§ **INSTRUCTIONS TO FOLLOW**
Please list each line of the material below that contains the word "level", copying each line in full.

§ **SOURCE MATERIAL**
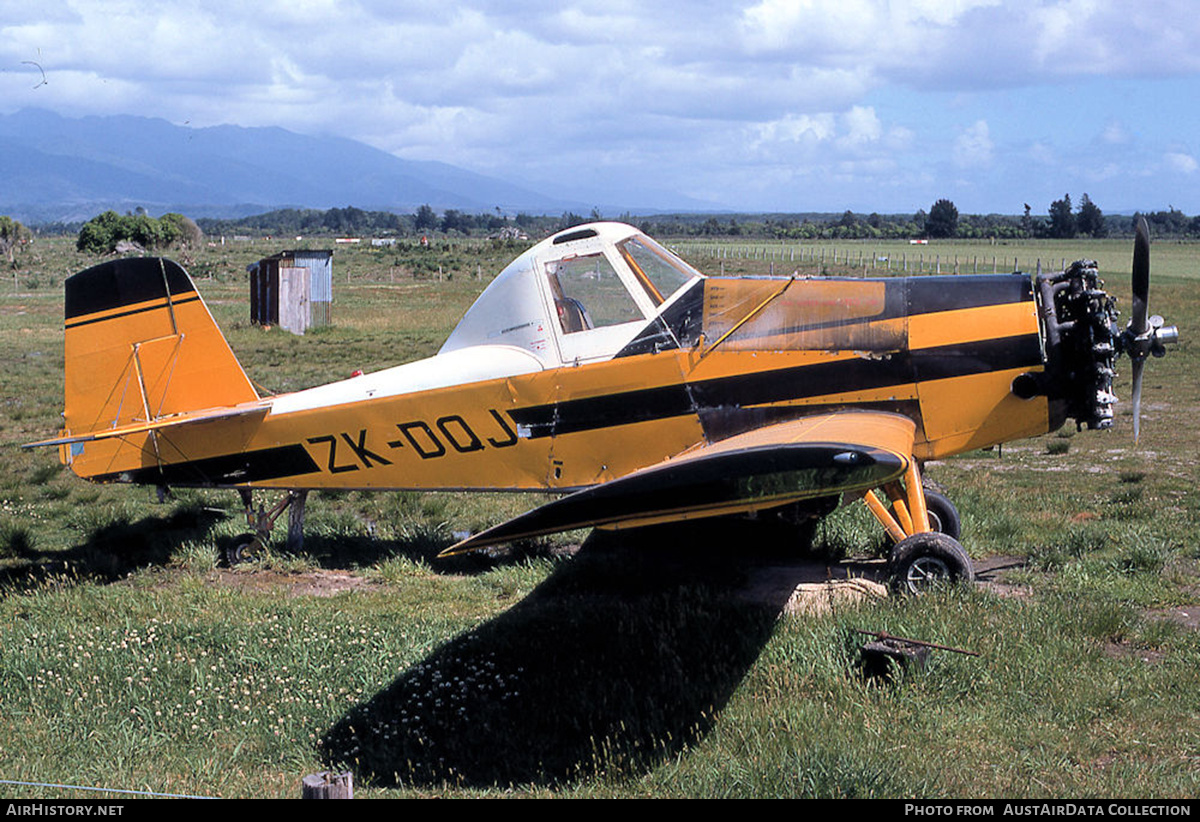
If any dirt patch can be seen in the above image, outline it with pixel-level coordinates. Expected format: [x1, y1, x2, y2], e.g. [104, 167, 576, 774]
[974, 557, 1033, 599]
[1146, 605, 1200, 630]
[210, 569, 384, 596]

...

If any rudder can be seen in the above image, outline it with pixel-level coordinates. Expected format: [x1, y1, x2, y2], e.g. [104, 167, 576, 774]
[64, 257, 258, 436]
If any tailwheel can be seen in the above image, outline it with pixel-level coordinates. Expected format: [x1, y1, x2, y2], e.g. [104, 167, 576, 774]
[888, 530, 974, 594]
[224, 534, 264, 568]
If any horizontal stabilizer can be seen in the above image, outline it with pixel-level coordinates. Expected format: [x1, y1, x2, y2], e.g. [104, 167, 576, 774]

§ **TASK RESPONSE**
If any dirt patch can be seen in the above image, outline it with pixel-level coordinates. Expected format: [x1, y1, x2, y2], e.g. [104, 167, 576, 774]
If any rudder can be seen in the above image, outline it with pixel-level coordinates. Expected format: [x1, y1, x2, y2], e.g. [104, 167, 576, 774]
If any tailwheel can be seen in the above image, outline it with pixel-level coordinates. Expected format: [x1, y1, x2, y2], e.g. [104, 167, 576, 774]
If any horizontal stabilizer can be seen in the above image, outline it with pixel-level coordinates. Expected format: [x1, y1, x2, y2], e.g. [104, 167, 576, 774]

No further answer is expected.